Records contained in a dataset
(begin)
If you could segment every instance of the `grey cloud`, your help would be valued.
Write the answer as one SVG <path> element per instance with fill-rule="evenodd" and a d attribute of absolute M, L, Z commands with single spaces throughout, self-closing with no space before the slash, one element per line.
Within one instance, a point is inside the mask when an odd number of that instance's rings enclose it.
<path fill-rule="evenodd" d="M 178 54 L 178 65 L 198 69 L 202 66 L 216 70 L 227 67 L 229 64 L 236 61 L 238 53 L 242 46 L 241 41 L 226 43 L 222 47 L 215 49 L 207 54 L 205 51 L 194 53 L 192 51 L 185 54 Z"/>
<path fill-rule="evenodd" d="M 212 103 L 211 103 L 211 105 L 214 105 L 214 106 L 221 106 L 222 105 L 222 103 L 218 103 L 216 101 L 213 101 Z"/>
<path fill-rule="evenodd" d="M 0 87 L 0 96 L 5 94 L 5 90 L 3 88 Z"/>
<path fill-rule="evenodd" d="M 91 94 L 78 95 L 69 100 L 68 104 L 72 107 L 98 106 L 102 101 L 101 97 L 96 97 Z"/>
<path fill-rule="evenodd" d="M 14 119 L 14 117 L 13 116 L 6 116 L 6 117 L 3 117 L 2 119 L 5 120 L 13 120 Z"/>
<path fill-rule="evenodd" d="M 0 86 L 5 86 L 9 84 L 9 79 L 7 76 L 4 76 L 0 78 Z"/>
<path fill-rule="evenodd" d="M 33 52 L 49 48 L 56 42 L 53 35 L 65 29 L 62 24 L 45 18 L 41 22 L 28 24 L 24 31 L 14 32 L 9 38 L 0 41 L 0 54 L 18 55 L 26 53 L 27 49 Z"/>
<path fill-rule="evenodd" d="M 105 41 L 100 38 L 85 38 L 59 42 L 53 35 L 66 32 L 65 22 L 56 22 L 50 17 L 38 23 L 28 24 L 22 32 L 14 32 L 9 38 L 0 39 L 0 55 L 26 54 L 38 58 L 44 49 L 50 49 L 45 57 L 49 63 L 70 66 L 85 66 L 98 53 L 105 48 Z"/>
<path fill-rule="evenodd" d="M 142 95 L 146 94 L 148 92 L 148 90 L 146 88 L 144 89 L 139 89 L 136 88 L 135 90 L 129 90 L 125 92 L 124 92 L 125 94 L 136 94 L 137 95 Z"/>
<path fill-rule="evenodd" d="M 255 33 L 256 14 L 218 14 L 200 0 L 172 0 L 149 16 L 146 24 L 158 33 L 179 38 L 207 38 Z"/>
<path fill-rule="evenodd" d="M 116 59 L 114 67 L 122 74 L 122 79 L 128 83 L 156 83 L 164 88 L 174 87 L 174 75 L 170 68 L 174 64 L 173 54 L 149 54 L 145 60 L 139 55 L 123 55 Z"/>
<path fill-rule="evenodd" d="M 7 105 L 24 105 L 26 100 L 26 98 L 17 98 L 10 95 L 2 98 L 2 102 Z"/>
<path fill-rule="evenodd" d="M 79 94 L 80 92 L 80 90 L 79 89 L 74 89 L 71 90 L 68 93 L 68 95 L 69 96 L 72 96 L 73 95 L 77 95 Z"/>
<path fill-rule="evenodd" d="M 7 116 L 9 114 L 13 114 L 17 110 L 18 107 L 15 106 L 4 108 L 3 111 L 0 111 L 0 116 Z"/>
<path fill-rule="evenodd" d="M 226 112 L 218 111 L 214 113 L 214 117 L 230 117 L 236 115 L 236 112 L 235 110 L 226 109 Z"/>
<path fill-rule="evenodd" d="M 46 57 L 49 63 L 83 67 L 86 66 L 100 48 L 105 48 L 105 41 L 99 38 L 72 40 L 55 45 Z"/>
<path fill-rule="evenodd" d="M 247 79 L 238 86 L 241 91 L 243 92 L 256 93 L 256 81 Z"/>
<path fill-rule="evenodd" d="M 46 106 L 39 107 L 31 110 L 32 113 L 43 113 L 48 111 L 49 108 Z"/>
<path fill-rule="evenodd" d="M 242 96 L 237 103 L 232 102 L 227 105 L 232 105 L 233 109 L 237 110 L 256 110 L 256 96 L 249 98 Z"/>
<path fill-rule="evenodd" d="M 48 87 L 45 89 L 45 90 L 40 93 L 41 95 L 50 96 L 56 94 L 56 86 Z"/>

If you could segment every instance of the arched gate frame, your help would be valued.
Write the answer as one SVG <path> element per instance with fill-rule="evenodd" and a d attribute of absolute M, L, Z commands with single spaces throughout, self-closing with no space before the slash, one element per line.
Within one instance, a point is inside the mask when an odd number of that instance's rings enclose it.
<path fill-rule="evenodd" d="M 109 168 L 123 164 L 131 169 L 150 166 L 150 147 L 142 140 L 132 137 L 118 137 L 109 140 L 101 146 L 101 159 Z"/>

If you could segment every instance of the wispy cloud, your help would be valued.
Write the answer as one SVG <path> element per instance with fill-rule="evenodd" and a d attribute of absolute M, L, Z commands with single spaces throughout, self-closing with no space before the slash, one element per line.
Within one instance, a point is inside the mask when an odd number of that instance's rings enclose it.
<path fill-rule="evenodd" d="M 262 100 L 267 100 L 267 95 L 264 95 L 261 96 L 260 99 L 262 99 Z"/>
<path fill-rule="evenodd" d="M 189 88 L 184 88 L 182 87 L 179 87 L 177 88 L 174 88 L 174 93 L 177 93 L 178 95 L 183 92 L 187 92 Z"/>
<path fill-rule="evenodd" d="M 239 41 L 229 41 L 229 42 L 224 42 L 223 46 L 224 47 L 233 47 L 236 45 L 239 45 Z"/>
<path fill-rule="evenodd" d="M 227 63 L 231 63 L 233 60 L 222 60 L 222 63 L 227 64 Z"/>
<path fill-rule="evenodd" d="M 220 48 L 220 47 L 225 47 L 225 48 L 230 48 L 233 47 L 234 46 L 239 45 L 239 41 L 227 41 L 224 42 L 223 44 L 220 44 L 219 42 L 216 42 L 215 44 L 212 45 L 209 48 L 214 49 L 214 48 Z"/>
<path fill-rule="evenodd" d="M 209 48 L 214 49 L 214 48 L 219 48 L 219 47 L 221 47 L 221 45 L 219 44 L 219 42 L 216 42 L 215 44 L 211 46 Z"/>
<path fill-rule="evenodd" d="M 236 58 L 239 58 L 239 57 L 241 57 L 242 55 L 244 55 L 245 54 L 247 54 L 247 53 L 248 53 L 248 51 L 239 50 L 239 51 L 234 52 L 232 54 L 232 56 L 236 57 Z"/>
(end)
▶ [TASK TO CARRY OUT]: All of the entries above need to be reproduced exactly.

▶ [WRITTEN SOLUTION]:
If you could segment every instance of the `grey cloud`, your help would be valued.
Write the answer as one SVG <path> element per instance with fill-rule="evenodd" and a d attribute of absolute M, L, Z commands with single spaces throughout, self-closing with no space before the slash, one element per line.
Within one instance, a point is inside the mask when an odd number of that instance's rings enclose it.
<path fill-rule="evenodd" d="M 178 54 L 178 65 L 198 69 L 202 66 L 216 70 L 227 67 L 229 64 L 236 61 L 238 53 L 242 46 L 241 41 L 226 43 L 222 47 L 215 49 L 207 54 L 205 51 L 194 53 L 192 51 L 185 54 Z"/>
<path fill-rule="evenodd" d="M 212 103 L 211 103 L 211 105 L 214 105 L 214 106 L 221 106 L 222 105 L 222 103 L 218 103 L 216 101 L 213 101 Z"/>
<path fill-rule="evenodd" d="M 0 87 L 0 96 L 5 94 L 5 90 L 3 88 Z"/>
<path fill-rule="evenodd" d="M 91 94 L 78 95 L 69 100 L 68 104 L 72 107 L 98 106 L 102 101 L 101 97 L 96 97 Z"/>
<path fill-rule="evenodd" d="M 14 119 L 14 117 L 13 116 L 6 116 L 6 117 L 3 117 L 2 119 L 5 120 L 13 120 Z"/>
<path fill-rule="evenodd" d="M 0 86 L 5 86 L 9 84 L 9 79 L 7 76 L 4 76 L 0 78 Z"/>
<path fill-rule="evenodd" d="M 33 52 L 49 48 L 56 42 L 53 35 L 65 29 L 62 24 L 45 18 L 41 22 L 28 24 L 24 31 L 14 32 L 9 38 L 0 41 L 0 54 L 18 55 L 26 53 L 27 49 Z"/>
<path fill-rule="evenodd" d="M 105 41 L 100 38 L 85 38 L 59 42 L 53 35 L 66 32 L 65 22 L 56 22 L 50 17 L 38 23 L 28 24 L 22 32 L 14 32 L 9 38 L 0 39 L 0 55 L 26 54 L 38 58 L 44 49 L 50 49 L 45 57 L 49 63 L 70 66 L 85 66 L 98 53 L 105 48 Z"/>
<path fill-rule="evenodd" d="M 142 95 L 146 94 L 148 92 L 148 90 L 146 88 L 144 89 L 139 89 L 136 88 L 135 90 L 129 90 L 125 92 L 124 92 L 125 94 L 136 94 L 137 95 Z"/>
<path fill-rule="evenodd" d="M 255 33 L 256 14 L 218 14 L 200 0 L 172 0 L 149 16 L 146 24 L 158 33 L 179 38 L 207 38 Z"/>
<path fill-rule="evenodd" d="M 116 59 L 114 67 L 122 74 L 122 79 L 128 83 L 156 83 L 164 88 L 174 87 L 174 75 L 170 68 L 174 64 L 173 54 L 149 54 L 145 60 L 139 55 L 123 55 Z"/>
<path fill-rule="evenodd" d="M 7 105 L 24 105 L 26 100 L 26 98 L 17 98 L 10 95 L 2 98 L 2 102 Z"/>
<path fill-rule="evenodd" d="M 79 94 L 80 92 L 80 90 L 79 89 L 74 89 L 71 90 L 68 93 L 68 95 L 69 96 L 72 96 L 73 95 L 77 95 Z"/>
<path fill-rule="evenodd" d="M 7 116 L 9 114 L 13 114 L 17 110 L 18 107 L 15 106 L 4 108 L 3 111 L 0 111 L 0 116 Z"/>
<path fill-rule="evenodd" d="M 226 112 L 218 111 L 214 113 L 214 117 L 230 117 L 236 115 L 236 112 L 235 110 L 226 109 Z"/>
<path fill-rule="evenodd" d="M 46 57 L 49 63 L 83 67 L 86 66 L 100 48 L 105 48 L 105 41 L 99 38 L 72 40 L 55 45 Z"/>
<path fill-rule="evenodd" d="M 247 79 L 238 86 L 241 91 L 243 92 L 256 93 L 256 81 Z"/>
<path fill-rule="evenodd" d="M 46 106 L 39 107 L 31 110 L 32 113 L 43 113 L 48 111 L 49 108 Z"/>
<path fill-rule="evenodd" d="M 242 96 L 237 103 L 232 102 L 227 105 L 232 105 L 233 109 L 237 110 L 256 110 L 256 96 L 249 98 Z"/>
<path fill-rule="evenodd" d="M 48 87 L 45 89 L 45 90 L 40 93 L 41 95 L 50 96 L 56 94 L 56 86 Z"/>

If you could segment every instance of the arched gate frame, your help would be valued.
Write the answer as one SVG <path> element per instance with fill-rule="evenodd" and a d attribute of absolute M, L, Z commands with single spaces throughout, self-closing with no space before the slash, one element per line.
Within one instance, a point is inside the mask when an odd number of that instance's rings enclose it.
<path fill-rule="evenodd" d="M 109 168 L 123 164 L 131 169 L 150 166 L 150 147 L 142 140 L 132 137 L 118 137 L 109 140 L 101 146 L 101 159 Z"/>

If you could segment every instance of the wispy cloud, your help would be valued.
Write the answer as one SVG <path> element per instance with fill-rule="evenodd" and a d attribute of absolute M, L, Z commands with single spaces throughout, self-closing with no space before the slash, one element per line.
Within one instance, a point is inside the mask when an odd number of that instance's rings enclose it.
<path fill-rule="evenodd" d="M 262 100 L 267 100 L 267 95 L 264 95 L 261 96 L 260 99 L 262 99 Z"/>
<path fill-rule="evenodd" d="M 189 88 L 184 88 L 182 87 L 179 87 L 177 88 L 174 88 L 174 93 L 177 93 L 178 95 L 183 92 L 187 92 Z"/>
<path fill-rule="evenodd" d="M 239 41 L 229 41 L 229 42 L 224 42 L 223 46 L 224 47 L 233 47 L 236 45 L 239 45 Z"/>
<path fill-rule="evenodd" d="M 227 63 L 231 63 L 233 60 L 222 60 L 222 63 L 227 64 Z"/>
<path fill-rule="evenodd" d="M 220 48 L 220 47 L 225 47 L 225 48 L 230 48 L 233 47 L 234 46 L 239 45 L 239 41 L 227 41 L 224 42 L 223 44 L 220 44 L 219 42 L 216 42 L 215 44 L 212 45 L 209 48 L 214 49 L 214 48 Z"/>
<path fill-rule="evenodd" d="M 209 48 L 214 49 L 214 48 L 219 48 L 219 47 L 221 47 L 221 45 L 219 44 L 219 42 L 216 42 L 215 44 L 211 46 Z"/>
<path fill-rule="evenodd" d="M 236 58 L 239 58 L 239 57 L 241 57 L 242 55 L 244 55 L 245 54 L 247 54 L 247 53 L 248 53 L 248 51 L 239 50 L 239 51 L 234 52 L 232 54 L 232 56 L 236 57 Z"/>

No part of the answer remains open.